:: Given problem ::
Switch "white cloud" to "gray cloud" in the entries below and write out all their lines again, leaving everything else unchanged.

Bounding-box entries:
— Start —

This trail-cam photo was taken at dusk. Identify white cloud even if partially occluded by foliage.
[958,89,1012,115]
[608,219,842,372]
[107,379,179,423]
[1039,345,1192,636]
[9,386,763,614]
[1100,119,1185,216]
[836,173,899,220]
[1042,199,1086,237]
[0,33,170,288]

— End —

:: Response ::
This trail-cam photo was taken at dusk. Identify gray cloud even if partially occluded by foliage.
[958,89,1012,115]
[608,219,842,372]
[107,379,179,423]
[1039,345,1192,636]
[9,386,763,614]
[1100,119,1185,216]
[836,173,899,220]
[1042,199,1086,237]
[0,33,170,288]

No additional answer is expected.